• Texte source
•••••

Les Vingt-Sept proposent un report du Brexit au 12 avril
Écrit par Jonathan PIRIOU sur mars 22, 2019
Il fallait s’accrocher car des diplomates eux-mêmes s’y perdaient, dans la nuit de jeudi 21 à vendredi 22 mars. Alors que les dirigeants de l’Union européenne (UE) à Vingt-Sept planchaient sur le moyen de répondre à la première ministre britannique Theresa May, sans tomber dans son piège, qui était de leur faire porter la responsabilité d’un « no deal » sur le Brexit, ou de faire voler en éclats leur unité et d’obtenir un répit sans conditions, le plan auquel ils sont finalement parvenus, au bout d’au moins sept heures de réflexion, est aussi malin que complexe.
A moins de 200 heures du Brexit, Theresa May, dans une impasse totale, était venue chercher à Bruxelles un report du divorce au 30 juin, après deux tentatives ratées pour faire ratifier, par la Chambre des communes, l’accord conclu quatre mois plus tôt. Et pour éviter un « no deal » chaotique, contre lequel ont aussi voté les députés britanniques, à la mi-mars. Les Européens, après mûre réflexion, lui ont apporté une réponse à double détente.
Le 12 avril, « date fatidique »
Si Theresa May – ou un autre dirigeant britannique, car les Européens ont des doutes quant à sa capacité à se maintenir – parvient finalement à faire adopter l’accord de divorce, elle a jusqu’au 22 mai pour, ensuite, le faire proprement ratifier.
Cette date n’a évidemment rien d’innocent : c’est juste avant les élections européennes, qui ont lieu du 23 au 26 mai partout dans l’UE. Or, ces dernières semaines, il est apparu impossible, pour des raisons juridiques et politiques, de prendre le risque que le Brexit pollue ce scrutin sensible. « Il faut que le sujet du Brexit ait été réglé au moment ou les Européens votent », soulignait une source élyséenne, jeudi.
Si le gouvernement britannique ne parvient toujours pas à faire ratifier l’accord du divorce, alors il devra avoir signifié à l’UE, avant le 12 avril, s’il compte ou non participer aux élections européennes. Si oui, il se retrouvera de fait dans la position de réclamer un report long du Brexit, jusqu’à fin 2019. Et il aura à le justifier (organisation d’élections générales, nouveau référendum). Si le Royaume-Uni ne compte pas participer à ce scrutin européen, alors, il devra assumer un « no deal ».

•••••

• Données brutes
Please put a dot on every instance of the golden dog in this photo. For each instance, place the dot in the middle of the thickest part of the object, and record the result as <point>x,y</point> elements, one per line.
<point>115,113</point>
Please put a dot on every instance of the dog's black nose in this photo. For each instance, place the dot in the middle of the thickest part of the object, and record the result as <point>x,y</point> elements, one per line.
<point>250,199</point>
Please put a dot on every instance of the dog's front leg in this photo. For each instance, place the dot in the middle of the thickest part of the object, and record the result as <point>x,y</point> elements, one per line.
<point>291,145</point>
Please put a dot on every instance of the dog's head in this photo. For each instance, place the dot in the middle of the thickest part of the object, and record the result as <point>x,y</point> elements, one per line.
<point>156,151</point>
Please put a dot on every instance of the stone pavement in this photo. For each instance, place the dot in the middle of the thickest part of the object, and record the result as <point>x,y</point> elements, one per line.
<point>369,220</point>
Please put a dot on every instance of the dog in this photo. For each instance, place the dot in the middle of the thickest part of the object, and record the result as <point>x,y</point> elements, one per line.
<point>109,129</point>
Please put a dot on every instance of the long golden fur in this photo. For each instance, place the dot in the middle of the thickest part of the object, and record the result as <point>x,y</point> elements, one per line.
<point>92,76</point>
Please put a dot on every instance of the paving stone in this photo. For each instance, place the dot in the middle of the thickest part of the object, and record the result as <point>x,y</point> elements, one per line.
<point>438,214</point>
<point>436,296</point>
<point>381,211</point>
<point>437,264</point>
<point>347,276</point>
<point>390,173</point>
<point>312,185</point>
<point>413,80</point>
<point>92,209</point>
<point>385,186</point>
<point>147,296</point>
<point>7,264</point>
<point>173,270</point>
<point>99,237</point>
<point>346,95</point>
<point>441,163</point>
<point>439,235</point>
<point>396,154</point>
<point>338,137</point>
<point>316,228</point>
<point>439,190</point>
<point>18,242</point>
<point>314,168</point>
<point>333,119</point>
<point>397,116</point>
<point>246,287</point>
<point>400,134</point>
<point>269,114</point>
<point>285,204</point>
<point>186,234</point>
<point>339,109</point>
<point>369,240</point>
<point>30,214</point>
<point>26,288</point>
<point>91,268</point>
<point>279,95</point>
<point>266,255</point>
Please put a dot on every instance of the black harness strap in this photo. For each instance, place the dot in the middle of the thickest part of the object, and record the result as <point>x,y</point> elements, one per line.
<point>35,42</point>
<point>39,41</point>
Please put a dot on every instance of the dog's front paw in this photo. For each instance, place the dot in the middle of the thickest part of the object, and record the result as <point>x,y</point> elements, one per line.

•••••

• Travail demandé
1/ Condensez sous forme de liste le paragraphe de l'article qui commence par « Si le gouvernement britannique ne parvient toujours pas », en gardant ses faits essentiels.
2/ Recopiez sans rien changer le passage de l'article allant de « Si Theresa May » à « faire proprement ratifier. ».
Ces enregistrements n'ont aucun lien avec l'article.

• Exercice corrigé
1/
- Si l'accord de divorce n'est toujours pas ratifié, le gouvernement britannique doit signifier à l'UE, avant le 12 avril, s'il participera ou non aux élections européennes.
- S'il y participe, il se trouve de fait à réclamer un report long du Brexit, jusqu'à fin 2019, qu'il devra justifier (élections générales, nouveau référendum).
- S'il n'y participe pas, il devra assumer un « no deal ».

2/
Si Theresa May – ou un autre dirigeant britannique, car les Européens ont des doutes quant à sa capacité à se maintenir – parvient finalement à faire adopter l’accord de divorce, elle a jusqu’au 22 mai pour, ensuite, le faire proprement ratifier.